Answer these questions from the band history below.
(a) In what year did Sub Pop release Rag-N-Roll?
(b) Which producer worked with the band on Eat at Joe's?
(c) For which band is Bill Reynolds currently the bassist?

SELECTED EXTRACT »

:::::

The band signed to Sub Pop, which released Rag-N-Roll in 1997. Recorded in a single day, the debut album was a blend of original songs and spirited covers of Professor Longhair, Lead Belly, and Gershwin tunes. The album was met with critical acclaim, and Allmusic praised the album as “uncommonly genuine, like serious musicians having the drunken time of their lives”. Comparisons with fellow North Carolinians Squirrel Nut Zippers followed, though the Rags were quick to point out differences between the two bands’ styles, live shows, and influences. Plus, as drummer Mike Rhodes once noted, “Swing dancers hate us, because we play too fast".

The band's second album, Eat at Joe’s, was recorded in New York with producer Joe Blaney and released in 1999. It consisted almost entirely of band originals and garnered some positive reviews, with CMJ calling it, "Pure retro fun without a trace of irony".

By September 1999, the band had parted ways with Sub Pop. In an interview with Asheville's Mountain Xpress, Hollifield expressed his frustration with the band's record label experience. The group informally disbanded in 2000. A third album was recorded around this time, but untimely record label mergers put its release in limbo.

In the years since, the band has staged occasional reunion shows in the Asheville area. The band members have all moved on to various musical projects, including Bill Reynolds, who is currently the bassist for Band of Horses.

:::::

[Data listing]
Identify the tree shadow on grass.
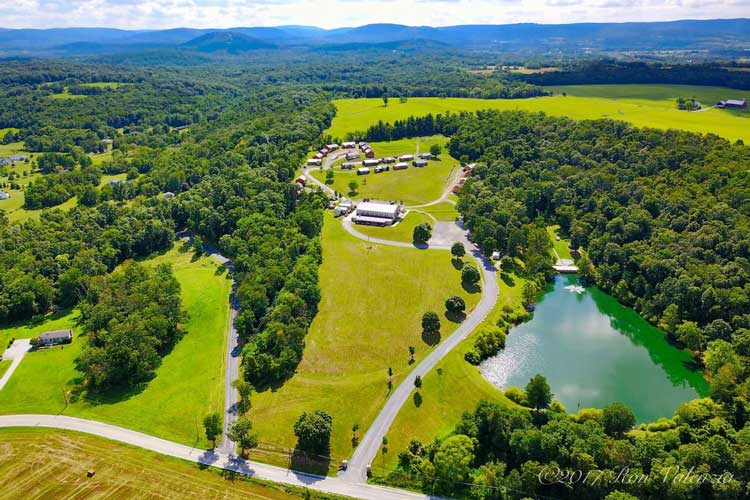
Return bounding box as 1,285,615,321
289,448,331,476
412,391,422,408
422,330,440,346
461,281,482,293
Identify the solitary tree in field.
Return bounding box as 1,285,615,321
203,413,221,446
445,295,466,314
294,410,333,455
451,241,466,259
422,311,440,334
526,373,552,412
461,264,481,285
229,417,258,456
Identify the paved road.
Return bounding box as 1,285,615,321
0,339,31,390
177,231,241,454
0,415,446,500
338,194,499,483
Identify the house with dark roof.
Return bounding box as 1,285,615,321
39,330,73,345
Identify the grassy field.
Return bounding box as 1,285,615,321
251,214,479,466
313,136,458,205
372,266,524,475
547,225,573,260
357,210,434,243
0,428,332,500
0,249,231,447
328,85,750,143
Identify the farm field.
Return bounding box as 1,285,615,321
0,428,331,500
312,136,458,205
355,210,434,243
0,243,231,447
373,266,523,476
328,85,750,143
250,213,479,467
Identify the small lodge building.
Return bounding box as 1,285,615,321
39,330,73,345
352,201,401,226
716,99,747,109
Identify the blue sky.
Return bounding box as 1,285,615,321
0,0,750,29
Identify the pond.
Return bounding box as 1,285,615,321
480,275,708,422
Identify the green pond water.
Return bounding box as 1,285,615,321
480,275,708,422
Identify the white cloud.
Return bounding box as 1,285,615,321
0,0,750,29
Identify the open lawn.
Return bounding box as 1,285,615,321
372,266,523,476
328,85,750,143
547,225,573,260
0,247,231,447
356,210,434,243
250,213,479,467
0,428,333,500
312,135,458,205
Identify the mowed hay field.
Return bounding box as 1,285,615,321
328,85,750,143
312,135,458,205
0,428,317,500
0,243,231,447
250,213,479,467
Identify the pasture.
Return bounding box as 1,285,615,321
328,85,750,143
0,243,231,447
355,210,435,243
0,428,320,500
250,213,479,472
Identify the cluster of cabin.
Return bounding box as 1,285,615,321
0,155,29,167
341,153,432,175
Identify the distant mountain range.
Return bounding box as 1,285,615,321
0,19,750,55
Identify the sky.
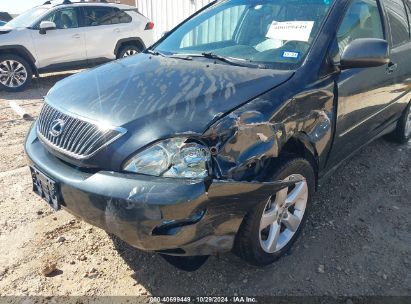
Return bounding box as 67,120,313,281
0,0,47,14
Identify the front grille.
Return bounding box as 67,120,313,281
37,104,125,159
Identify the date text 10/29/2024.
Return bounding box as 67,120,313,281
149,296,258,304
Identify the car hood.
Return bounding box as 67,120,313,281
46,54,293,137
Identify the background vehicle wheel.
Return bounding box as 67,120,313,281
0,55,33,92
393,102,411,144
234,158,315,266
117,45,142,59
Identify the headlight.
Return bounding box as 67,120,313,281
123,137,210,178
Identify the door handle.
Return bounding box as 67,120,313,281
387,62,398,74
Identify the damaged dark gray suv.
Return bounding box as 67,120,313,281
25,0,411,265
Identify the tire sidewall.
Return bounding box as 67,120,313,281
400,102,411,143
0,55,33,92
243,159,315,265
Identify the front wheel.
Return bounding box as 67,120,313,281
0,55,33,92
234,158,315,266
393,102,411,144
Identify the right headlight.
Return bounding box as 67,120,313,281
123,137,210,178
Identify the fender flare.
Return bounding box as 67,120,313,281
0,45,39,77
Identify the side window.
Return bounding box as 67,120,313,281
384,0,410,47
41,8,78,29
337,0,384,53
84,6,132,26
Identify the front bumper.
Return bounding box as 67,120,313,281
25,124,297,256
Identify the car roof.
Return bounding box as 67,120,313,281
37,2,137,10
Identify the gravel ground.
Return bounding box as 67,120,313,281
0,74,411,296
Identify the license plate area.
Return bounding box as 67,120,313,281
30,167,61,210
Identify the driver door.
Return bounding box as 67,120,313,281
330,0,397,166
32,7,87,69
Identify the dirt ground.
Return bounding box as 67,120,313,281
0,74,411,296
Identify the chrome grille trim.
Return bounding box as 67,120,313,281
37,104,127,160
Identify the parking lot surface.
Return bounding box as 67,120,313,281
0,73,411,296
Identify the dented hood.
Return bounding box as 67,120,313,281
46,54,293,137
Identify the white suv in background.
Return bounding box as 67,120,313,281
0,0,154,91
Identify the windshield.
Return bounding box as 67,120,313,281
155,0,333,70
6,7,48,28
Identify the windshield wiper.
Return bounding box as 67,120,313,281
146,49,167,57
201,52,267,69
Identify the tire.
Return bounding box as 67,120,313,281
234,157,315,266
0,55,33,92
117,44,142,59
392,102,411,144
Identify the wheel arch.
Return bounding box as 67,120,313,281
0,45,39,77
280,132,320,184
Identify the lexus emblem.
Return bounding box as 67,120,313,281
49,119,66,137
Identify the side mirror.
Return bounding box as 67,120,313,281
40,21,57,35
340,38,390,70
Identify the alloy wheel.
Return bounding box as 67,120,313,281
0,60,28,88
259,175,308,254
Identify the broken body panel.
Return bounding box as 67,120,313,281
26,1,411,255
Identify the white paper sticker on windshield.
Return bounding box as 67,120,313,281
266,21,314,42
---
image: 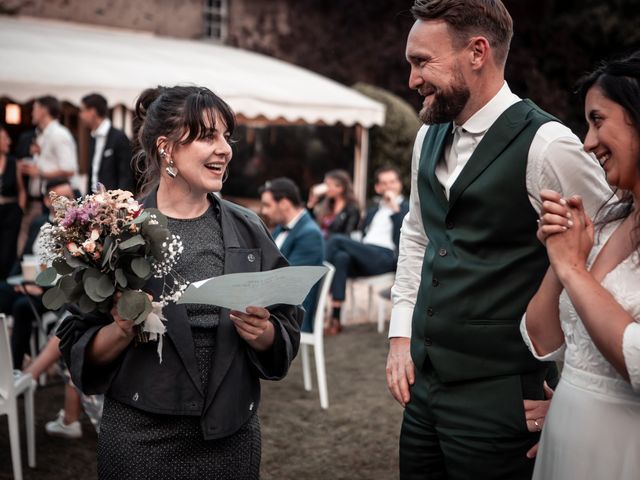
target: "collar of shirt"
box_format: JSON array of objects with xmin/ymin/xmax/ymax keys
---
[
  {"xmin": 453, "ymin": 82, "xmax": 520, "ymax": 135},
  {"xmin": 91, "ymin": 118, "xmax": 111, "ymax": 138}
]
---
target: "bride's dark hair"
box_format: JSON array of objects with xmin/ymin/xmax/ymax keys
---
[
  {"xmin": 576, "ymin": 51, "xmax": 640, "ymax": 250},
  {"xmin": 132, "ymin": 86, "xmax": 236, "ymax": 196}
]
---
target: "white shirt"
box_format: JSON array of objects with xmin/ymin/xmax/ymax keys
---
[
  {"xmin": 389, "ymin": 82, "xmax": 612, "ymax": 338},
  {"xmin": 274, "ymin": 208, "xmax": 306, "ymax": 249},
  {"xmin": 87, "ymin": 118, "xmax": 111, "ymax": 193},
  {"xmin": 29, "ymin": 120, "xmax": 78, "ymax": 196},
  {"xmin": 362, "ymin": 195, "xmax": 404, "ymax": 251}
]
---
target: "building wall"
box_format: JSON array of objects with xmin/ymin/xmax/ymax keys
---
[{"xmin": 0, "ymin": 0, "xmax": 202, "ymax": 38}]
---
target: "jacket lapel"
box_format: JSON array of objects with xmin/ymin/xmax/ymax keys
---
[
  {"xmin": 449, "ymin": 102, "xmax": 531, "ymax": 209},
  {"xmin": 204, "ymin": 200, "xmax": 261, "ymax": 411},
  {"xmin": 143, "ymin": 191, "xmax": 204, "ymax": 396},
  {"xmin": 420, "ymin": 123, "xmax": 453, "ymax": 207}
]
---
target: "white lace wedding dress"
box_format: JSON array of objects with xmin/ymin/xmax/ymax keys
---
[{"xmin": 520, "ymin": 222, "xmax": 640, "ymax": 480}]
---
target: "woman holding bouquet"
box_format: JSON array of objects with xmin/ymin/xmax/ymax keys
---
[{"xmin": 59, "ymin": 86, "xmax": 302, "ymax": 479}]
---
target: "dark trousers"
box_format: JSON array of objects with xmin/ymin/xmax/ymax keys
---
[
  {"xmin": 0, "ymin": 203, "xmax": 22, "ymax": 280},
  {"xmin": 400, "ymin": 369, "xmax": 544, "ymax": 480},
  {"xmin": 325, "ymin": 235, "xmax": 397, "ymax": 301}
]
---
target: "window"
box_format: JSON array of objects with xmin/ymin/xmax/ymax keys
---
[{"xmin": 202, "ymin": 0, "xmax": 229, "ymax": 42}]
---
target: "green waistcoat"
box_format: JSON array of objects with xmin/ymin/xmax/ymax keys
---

:::::

OUTPUT »
(a) 1997
(b) Joe Blaney
(c) Band of Horses